[Stored data entries]:
################

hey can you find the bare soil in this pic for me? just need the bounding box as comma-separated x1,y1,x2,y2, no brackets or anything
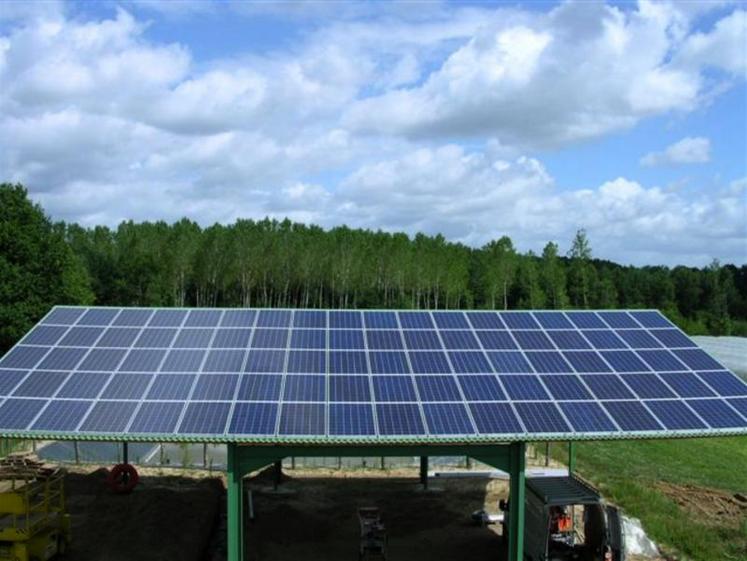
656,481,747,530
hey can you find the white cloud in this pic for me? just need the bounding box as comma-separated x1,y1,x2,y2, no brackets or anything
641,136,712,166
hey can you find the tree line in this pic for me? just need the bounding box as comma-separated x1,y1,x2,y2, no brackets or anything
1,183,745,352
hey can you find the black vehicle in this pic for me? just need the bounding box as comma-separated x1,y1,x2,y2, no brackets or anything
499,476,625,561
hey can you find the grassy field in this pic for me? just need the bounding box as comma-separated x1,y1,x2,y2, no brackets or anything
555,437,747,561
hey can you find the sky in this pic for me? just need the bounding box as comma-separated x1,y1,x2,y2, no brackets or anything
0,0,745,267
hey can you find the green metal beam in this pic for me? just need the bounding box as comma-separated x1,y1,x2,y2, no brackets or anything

################

[What the task asks]: Every entry above needs to be duplicated precisely, and none of the pictures should appear.

[Written response]:
hey can you find the bare soil in this pic for me? just need the bounding box as comma-separated x1,y1,x2,y2, no brackets or anything
656,481,747,530
hey can you find the white cloud in this pic for me? just need the bounding box as comma-separated x1,y1,x2,y2, no brackets or anything
641,136,712,166
hey can you find the tree line in this pic for me? just need the bounding box as comma-separated x1,y1,x2,y2, no brackets or anything
1,183,745,352
hey can you find the black vehicle in this pic for me? just need the bounding box as comma-separated x1,y1,x2,y2, no brackets or anything
499,476,625,561
hey can you find the grassy field in this pic for me? just need the bounding box as comma-separated x1,y1,x2,y2, no brackets or anything
555,437,747,561
hey can you find the sky in this pic for me? just need the bounding box as comma-separated x1,y1,x2,y2, no brackets or anything
0,0,745,267
hey can you find the green metal beam in this pic for me? just need the bounding box as comma-separated x1,y1,x2,y2, no brackets or anything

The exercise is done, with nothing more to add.